## [Consigne de l'exercice]
Pouvez-vous poursuivre le passage sur l'écoute du quatuor après sa dernière phrase ?

Tel est le jugement qu’en porte un musicien éminent, un professeur habile et, j’ajoute, un véritable psychologue en ce qui touche les faits relatifs à ce genre de production. Mais précisément parce que M. Eugène Sauzay a une très haute idée de la valeur artistique du quatuor, il s’empresse de déclarer qu’il n’est pas facile de trouver un véritable auditeur de cette œuvre instrumentale. « Tout le monde entend, dit-il, mais peu écoutent, et un plus petit nombre encore comprend. Il est vrai de dire que les conditions d’une audition parfaite sont aussi nombreuses que compliquées, et d’autant plus difficiles à remplir qu’elles exigent une sorte d’abnégation de soi-même. Un auditeur attentif, instruit, sans prétention, sans pédantisme, sans parti pris d’admiration ou de répulsion, sensible et sympathique aux beautés de l’œuvre, entrant dans l’esprit de l’exécutant pour y faire germer l’éloquence, écoutant bien pour lui-même sans s’imposer aux autres, enthousiaste et discret, est, au point de vue qui nous occupe, un parfait musicien, un type rare que peut seul réaliser un heureux mélange d’instinct et d’expérience[2]. » Ce type, l’excellent livre de M. Sauzay a pour but de le préparer, de l’instruire, de le former. Et comme l’exécutant est ici pareillement un auditeur qui s’écoute lui-même, qui écoute ses compagnons, qui écoute enfin la composition elle-même avec le désir de la goûter et le besoin de la comprendre, il se trouve que c’est à l’exécutant non moins qu’à l’auditeur que M. Eugène Sauzay trace « la route la plus simple et la plus sûre pour arriver à une complète intelligence de l’œuvre » [3].

## [Matériel présenté]
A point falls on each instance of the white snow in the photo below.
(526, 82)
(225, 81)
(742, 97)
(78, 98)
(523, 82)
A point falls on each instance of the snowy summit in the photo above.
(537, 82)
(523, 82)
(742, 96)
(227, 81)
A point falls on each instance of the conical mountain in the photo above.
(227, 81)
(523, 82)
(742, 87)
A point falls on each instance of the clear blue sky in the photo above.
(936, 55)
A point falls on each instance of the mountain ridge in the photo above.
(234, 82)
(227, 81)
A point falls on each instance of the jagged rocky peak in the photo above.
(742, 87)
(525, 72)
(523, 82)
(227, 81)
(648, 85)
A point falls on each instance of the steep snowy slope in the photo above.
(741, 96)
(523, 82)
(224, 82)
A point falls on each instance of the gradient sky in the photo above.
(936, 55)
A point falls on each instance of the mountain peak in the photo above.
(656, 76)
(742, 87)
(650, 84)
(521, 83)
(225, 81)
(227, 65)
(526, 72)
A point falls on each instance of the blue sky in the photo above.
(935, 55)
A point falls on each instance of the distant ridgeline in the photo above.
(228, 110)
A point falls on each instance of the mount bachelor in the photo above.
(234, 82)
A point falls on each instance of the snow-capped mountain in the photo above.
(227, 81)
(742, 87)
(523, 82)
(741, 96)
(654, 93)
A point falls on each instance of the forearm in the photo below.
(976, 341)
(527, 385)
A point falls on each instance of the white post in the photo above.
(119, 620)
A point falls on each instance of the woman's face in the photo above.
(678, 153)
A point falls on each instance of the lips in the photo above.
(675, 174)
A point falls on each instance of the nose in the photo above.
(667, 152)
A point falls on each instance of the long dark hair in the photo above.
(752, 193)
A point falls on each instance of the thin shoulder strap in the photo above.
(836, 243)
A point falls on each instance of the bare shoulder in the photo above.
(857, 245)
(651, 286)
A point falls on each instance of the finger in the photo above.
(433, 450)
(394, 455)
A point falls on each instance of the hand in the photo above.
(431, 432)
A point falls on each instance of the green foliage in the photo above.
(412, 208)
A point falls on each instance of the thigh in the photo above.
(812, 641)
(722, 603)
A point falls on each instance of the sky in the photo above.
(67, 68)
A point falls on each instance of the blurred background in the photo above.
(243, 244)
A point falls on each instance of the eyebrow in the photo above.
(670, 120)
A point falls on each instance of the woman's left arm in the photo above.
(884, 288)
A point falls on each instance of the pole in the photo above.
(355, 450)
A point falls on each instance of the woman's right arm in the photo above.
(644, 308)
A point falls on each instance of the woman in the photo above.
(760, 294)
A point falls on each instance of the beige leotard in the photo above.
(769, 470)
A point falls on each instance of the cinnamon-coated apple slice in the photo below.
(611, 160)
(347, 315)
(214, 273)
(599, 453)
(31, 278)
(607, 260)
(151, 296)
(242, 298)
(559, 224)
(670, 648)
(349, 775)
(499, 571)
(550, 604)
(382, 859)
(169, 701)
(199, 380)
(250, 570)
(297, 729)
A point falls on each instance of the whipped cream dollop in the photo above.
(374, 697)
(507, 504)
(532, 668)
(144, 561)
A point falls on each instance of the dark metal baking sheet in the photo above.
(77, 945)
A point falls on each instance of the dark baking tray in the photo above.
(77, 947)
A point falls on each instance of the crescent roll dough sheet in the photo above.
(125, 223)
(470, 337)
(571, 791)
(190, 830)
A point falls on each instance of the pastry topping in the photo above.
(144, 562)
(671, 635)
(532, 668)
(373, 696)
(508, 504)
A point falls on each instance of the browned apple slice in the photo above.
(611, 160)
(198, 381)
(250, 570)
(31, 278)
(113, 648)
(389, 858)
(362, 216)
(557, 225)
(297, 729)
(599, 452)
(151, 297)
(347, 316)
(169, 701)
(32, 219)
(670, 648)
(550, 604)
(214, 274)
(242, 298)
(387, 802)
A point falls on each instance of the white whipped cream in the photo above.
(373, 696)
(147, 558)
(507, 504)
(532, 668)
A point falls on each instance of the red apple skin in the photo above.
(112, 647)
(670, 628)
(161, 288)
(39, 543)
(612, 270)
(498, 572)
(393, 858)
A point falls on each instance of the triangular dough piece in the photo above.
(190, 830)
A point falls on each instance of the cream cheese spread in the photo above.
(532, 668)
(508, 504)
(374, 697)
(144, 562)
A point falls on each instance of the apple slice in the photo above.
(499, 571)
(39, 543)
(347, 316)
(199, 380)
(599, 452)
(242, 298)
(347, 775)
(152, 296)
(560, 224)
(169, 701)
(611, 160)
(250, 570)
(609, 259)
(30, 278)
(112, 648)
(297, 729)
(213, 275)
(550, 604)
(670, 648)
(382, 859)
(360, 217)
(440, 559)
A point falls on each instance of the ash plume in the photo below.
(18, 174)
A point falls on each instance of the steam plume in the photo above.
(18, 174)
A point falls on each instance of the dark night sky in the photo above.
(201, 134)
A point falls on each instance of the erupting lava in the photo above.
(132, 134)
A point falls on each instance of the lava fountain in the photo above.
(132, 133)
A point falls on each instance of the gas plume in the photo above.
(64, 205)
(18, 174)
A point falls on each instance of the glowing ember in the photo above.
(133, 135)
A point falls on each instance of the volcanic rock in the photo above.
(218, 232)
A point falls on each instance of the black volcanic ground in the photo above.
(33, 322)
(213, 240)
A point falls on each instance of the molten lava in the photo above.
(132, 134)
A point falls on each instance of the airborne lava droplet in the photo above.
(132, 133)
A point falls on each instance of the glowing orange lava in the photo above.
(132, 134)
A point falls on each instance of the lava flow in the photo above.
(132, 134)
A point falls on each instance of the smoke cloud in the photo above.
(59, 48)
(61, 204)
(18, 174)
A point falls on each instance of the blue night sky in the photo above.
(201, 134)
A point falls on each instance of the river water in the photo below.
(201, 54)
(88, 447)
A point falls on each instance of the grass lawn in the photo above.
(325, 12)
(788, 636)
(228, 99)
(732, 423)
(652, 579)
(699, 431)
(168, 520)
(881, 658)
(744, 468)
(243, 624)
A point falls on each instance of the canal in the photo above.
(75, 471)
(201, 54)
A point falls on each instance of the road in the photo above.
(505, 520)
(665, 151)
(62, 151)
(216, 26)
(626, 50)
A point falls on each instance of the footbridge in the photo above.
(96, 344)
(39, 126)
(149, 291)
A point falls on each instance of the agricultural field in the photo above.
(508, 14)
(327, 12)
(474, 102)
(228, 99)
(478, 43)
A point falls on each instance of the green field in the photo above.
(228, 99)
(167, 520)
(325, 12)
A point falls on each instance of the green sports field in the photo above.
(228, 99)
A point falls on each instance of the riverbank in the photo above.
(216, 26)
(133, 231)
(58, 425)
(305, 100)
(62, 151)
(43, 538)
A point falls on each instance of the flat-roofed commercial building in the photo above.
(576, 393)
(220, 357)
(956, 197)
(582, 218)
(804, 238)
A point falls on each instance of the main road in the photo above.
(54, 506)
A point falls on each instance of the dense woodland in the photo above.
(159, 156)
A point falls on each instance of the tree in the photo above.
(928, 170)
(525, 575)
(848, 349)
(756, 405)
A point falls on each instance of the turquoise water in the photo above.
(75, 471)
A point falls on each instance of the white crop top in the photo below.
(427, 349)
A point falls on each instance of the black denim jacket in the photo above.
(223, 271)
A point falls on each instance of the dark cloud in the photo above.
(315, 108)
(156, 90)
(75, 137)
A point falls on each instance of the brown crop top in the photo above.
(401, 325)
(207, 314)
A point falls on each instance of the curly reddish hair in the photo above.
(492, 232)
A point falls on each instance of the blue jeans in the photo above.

## [Résultat de l'exercice]
La complète intelligence de l’œuvre est, nous croyons l’avoir établi dans des études précédentes, l’interprétation aussi exacte que possible qu’en donne à l’auditeur son imagination musicale. C’est donc en réalité l’imagination interprétative appliquée au quatuor que le savant professeur vise à guider, à éclairer, à seconder. Voyons comment il va s’y prendre.

Pour initier son lecteur au sujet du quatuor, il a recours à l’analyse. Il dit d’abord quel est le nombre, quel le caractère, quelle la forme et quel le mouvement de chacun des morceaux qui composent

  1. Eug. Sauzay, Haydn, Mozart, Beethoven, étude sur le quatuor, p. 22.
  2. Eug. Sauzay, ouvrage cité, p. 25.
  3. Même ouvrage, p. 27.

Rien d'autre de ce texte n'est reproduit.